--- start Supplied entries ---

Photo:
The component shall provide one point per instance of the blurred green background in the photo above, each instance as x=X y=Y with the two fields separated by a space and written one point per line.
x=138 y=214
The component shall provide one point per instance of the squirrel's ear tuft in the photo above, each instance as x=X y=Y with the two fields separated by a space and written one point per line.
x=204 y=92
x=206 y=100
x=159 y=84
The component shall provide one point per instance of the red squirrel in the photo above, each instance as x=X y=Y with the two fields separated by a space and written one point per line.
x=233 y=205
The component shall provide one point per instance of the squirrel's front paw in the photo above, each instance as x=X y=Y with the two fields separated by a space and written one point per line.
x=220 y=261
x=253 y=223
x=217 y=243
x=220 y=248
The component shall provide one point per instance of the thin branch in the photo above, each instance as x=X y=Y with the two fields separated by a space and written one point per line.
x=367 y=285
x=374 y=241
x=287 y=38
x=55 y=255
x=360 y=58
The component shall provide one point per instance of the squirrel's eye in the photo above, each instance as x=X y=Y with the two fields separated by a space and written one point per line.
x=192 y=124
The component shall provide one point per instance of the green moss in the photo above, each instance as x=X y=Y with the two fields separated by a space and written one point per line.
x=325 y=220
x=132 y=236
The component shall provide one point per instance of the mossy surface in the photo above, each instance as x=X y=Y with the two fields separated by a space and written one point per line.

--- end Supplied entries ---

▶ Task goal
Please reproduce every line of the data above, requests included, scaling each coordinate in the answers by 1.5 and rounding to the nearest whole number, with halves rounded up.

▶ Output
Photo:
The component shall provide one point per instance of the blurred green background in the photo above, each instance as x=X y=Y with the two fields separated by a space and written one point per line.
x=207 y=321
The component shall provide one point per instance of the squirrel's ear tuft in the photo above, each instance as x=X y=Y with the two fields separated by a space and written one point per line.
x=306 y=138
x=309 y=150
x=239 y=126
The component shall provide one point per instance of the red squirrel in the photo above, each instance as x=X y=Y with the two fields separated by a space and written one point per line.
x=350 y=308
The component shall provide one point per instance of the squirrel's front paw in the photo above, each instance as x=X y=Y with the two fields separated by a space and written one point per line.
x=330 y=392
x=380 y=335
x=326 y=365
x=330 y=372
The component shall provide one point per instance of the thin branch in the photo above, each instance as x=X y=Y with the two fields separated by a space and written one point per line.
x=551 y=428
x=561 y=362
x=431 y=57
x=83 y=383
x=540 y=87
The component shall provide one point per instance of the squirrel's eye in the photo above, each instance as x=X y=Y with the two fields separated by a space and written one point per line.
x=288 y=186
The component shall provide one point per instance of the green moss in the photo above, each instance as x=X y=Y with the two fields separated by a space and written one point per line.
x=488 y=330
x=198 y=354
The component shall provide one point per instance of the mossy surface in the photo above, each instance as x=X y=Y with the two fields separated by a space and written one point per line.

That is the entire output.